[Referring expression data]
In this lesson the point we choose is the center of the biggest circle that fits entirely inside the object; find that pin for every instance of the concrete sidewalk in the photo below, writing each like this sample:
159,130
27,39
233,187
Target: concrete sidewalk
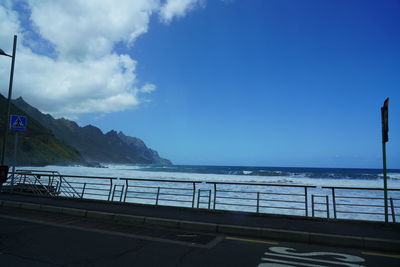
359,234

◆ Directions for this task
Pictures aside, every entry above must be repeated exactly.

◆ Answer box
In this lesson the point we choose is the center of the biggest circle that fits entirely inside the object; find that pin for every instance of the concrete sidewalk in the photo below, writing each like this sample:
159,130
27,39
233,187
Target: concrete sidewalk
359,234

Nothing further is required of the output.